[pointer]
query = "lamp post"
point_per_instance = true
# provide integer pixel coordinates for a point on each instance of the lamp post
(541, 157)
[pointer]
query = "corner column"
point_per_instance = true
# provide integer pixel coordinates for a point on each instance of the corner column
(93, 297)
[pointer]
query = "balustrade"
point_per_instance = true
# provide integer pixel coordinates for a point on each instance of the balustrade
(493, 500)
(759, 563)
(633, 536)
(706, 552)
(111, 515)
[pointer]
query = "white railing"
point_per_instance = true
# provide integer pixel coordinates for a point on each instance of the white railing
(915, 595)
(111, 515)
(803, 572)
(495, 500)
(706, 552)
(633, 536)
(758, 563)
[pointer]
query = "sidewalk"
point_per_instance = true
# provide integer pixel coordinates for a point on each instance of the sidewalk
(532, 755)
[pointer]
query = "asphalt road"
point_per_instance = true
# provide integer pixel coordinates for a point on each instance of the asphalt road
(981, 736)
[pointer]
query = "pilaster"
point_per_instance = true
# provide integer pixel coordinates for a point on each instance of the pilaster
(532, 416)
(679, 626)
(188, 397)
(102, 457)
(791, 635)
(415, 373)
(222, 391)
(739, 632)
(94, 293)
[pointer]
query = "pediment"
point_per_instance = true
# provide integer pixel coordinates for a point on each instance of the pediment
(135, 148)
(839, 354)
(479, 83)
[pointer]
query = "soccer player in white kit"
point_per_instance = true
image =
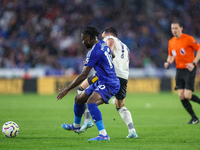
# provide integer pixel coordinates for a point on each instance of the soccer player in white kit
(121, 64)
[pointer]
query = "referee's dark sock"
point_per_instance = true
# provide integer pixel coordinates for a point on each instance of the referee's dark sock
(195, 99)
(188, 107)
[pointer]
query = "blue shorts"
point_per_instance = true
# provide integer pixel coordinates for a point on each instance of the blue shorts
(106, 91)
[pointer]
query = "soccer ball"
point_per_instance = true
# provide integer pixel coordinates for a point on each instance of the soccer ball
(10, 129)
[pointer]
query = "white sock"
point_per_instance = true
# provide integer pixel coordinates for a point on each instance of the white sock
(126, 116)
(103, 132)
(86, 114)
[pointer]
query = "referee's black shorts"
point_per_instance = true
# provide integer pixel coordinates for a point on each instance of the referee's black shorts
(185, 79)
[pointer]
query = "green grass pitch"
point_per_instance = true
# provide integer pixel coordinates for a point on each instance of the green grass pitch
(159, 119)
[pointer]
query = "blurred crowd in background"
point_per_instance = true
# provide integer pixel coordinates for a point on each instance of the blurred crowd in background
(47, 33)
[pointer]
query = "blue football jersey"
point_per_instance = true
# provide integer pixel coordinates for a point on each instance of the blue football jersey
(99, 58)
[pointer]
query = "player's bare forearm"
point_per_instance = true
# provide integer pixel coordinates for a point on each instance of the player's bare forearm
(197, 58)
(170, 60)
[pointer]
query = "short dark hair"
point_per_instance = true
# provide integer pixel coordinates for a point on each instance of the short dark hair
(110, 30)
(91, 31)
(177, 22)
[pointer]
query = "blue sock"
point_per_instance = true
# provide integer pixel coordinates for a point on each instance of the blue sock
(78, 112)
(96, 116)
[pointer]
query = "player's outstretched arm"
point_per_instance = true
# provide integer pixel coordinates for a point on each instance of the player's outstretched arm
(170, 60)
(76, 82)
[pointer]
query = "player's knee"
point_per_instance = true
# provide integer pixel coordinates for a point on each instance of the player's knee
(79, 99)
(181, 96)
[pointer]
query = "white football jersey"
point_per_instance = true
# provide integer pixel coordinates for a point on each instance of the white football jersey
(121, 60)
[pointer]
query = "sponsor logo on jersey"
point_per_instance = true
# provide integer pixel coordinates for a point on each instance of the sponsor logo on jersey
(182, 51)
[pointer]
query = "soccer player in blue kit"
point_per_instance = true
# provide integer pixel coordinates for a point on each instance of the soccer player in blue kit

⁂

- **EXERCISE DETAILS**:
Each entry above is to be duplicated exactly, and its pictures omitted.

- **RESPONSE TO THIS TASK**:
[pointer]
query = "lamp post"
point_per_instance = true
# provide integer pixel coordinates for a point on each instance of the lamp post
(541, 157)
[pointer]
query = "corner column"
point_per_instance = true
# provide integer pixel coordinates for a point on each instance of the corner column
(93, 297)
[pointer]
query = "balustrade"
point_per_instance = true
# provide integer pixel coordinates for a point on each instance of the balustrade
(493, 500)
(759, 563)
(633, 536)
(706, 552)
(111, 515)
[pointer]
query = "white railing"
point_per_instance = true
# provide integer pixel coordinates for a point on each instance of the white railing
(915, 595)
(111, 515)
(803, 572)
(495, 500)
(706, 552)
(633, 536)
(758, 563)
[pointer]
query = "sidewalk"
point_per_instance = true
# provide integer pixel coordinates for a point on each instance of the sidewalk
(532, 755)
[pointer]
query = "asphalt road"
point_per_instance = true
# provide integer pixel coordinates for a point on each instance of the asphalt road
(981, 736)
[pointer]
query = "pilaster"
point_per_instance = true
# provide integer pixel coordinates for a point on each instance of the pilaster
(532, 416)
(679, 626)
(188, 397)
(102, 457)
(791, 635)
(415, 373)
(222, 391)
(739, 632)
(94, 293)
[pointer]
query = "pediment"
point_per_instance = true
# provide integer pixel coordinates for a point on each instance of the pediment
(135, 148)
(839, 354)
(479, 83)
[pointer]
query = "soccer player in white kit"
point_per_instance = true
image =
# provide integer pixel coordinates for a point on each instance of the soccer player in white kit
(121, 64)
[pointer]
query = "referee's dark sock"
point_per_instance = true
# provide integer pixel coordinates for a point on each instance of the referee's dark sock
(195, 99)
(188, 107)
[pointer]
query = "blue shorts"
point_per_instance = true
# provide integer pixel coordinates for a point on each instance of the blue shorts
(106, 91)
[pointer]
query = "soccer ball"
point_per_instance = true
# provide integer pixel coordinates for a point on each instance of the soccer ball
(10, 129)
[pointer]
query = "white sock"
point_per_instance = true
# provide integer pixel coordinates for a point on each instance of the white sock
(126, 116)
(103, 132)
(86, 114)
[pointer]
query = "referee's black shorts"
point_per_instance = true
# provide integer pixel coordinates for a point on each instance of the referee's black shorts
(185, 79)
[pointer]
query = "green grass pitch"
point_per_instance = true
# provide integer pixel coordinates for a point on each instance of the green grass pitch
(159, 119)
[pointer]
query = "blurred crowd in background"
point_per_instance = true
# provide integer pixel coordinates for a point on each instance of the blurred crowd in background
(47, 33)
[pointer]
query = "blue football jersey"
point_per_instance = true
# provide integer pixel coordinates for a point on each instance of the blue football jersey
(99, 58)
[pointer]
query = "player's bare forearm"
point_per_instance = true
# provide integer pixel coordinates for a point on each instance of the player's bare forearm
(197, 58)
(170, 60)
[pointer]
query = "short dark hair"
point_per_instance = true
# provide integer pixel coordinates for a point on each instance of the short dark hair
(110, 30)
(91, 31)
(177, 22)
[pointer]
query = "blue sock"
point_per_instance = true
# provide integer pixel coordinates for a point on each instance of the blue sock
(78, 112)
(96, 116)
[pointer]
query = "player's outstretched arm"
point_per_instance = true
# provide integer pixel coordinates for a point on each instance of the player's outstretched arm
(170, 60)
(76, 82)
[pointer]
query = "player's knee"
point_per_instance = true
# provide integer pixel coordinates for a point on each instance of the player's knee
(79, 99)
(181, 96)
[pointer]
query = "white football jersey"
point_per_instance = true
# provide integer pixel coordinates for a point on each instance of the white football jersey
(121, 60)
[pointer]
query = "sponsor logo on jersey"
point_per_instance = true
# provide integer pixel coordinates for a point on each instance of the sponsor logo on jersey
(182, 51)
[pointer]
query = "soccer player in blue kit"
point_per_instance = true
# provide integer pixel coordinates for a point on each instance of the soccer player in blue kit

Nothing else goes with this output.